**To do**
Revise the entries from the line containing "Detect kilt belt" through the end of the entries, swapping "instance" for "object" and leaving everything else unchanged.

▬▬▬

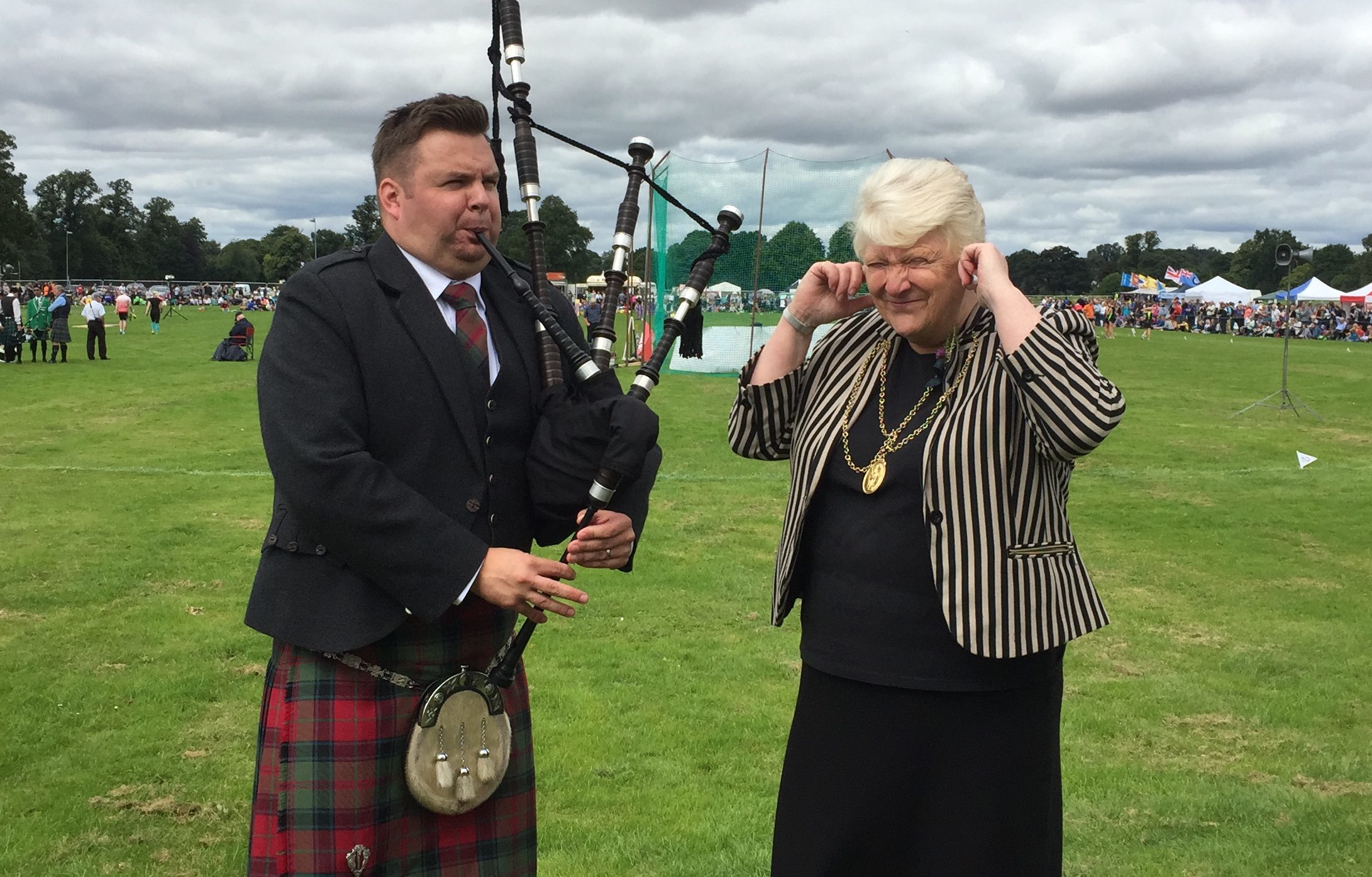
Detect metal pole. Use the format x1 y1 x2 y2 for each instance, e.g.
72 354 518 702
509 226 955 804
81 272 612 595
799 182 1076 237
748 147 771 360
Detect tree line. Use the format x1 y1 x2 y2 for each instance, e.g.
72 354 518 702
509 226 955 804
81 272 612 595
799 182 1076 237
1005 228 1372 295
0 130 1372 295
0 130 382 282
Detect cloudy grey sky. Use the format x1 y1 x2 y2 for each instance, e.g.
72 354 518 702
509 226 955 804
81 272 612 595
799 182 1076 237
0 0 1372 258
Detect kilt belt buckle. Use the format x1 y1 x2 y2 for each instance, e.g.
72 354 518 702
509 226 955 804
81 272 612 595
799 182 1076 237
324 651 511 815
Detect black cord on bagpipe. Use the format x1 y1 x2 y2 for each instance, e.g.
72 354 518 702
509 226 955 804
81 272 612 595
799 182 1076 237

▬▬▬

**Exercise response**
Detect kilt belt buckle. Use the format x1 y1 x2 y2 for each object, e.g.
72 354 518 702
509 226 955 804
81 272 612 595
799 182 1076 237
324 651 511 815
Detect black cord on bagpipe. Use the format x1 y1 x2 y2 for each object, e.g.
72 354 518 702
509 226 955 804
81 272 612 595
799 182 1076 237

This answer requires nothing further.